[Point-based annotation data]
>> Start

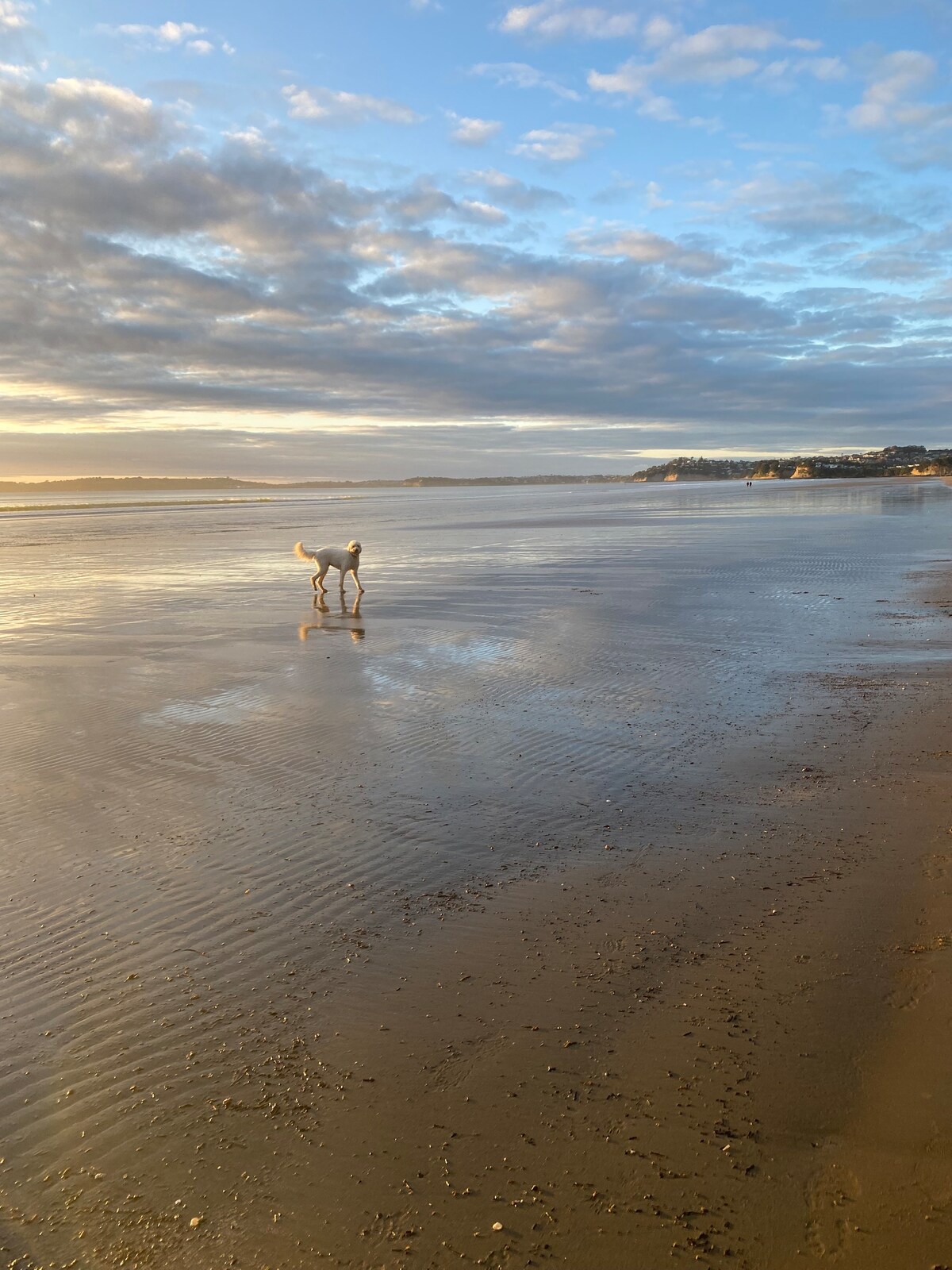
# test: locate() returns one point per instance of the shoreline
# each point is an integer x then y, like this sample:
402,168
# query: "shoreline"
720,1043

>> End

• Task requirements: Rewrite the material with every "point" swapped for "coordinate pair" and nothing else altered, omitting the pictures.

• Task result:
# test: locate() returns one coordinate pair per instance of the shoreline
# each coordinate pair is an integer x then y, like this sample:
402,168
# query: "shoreline"
720,1043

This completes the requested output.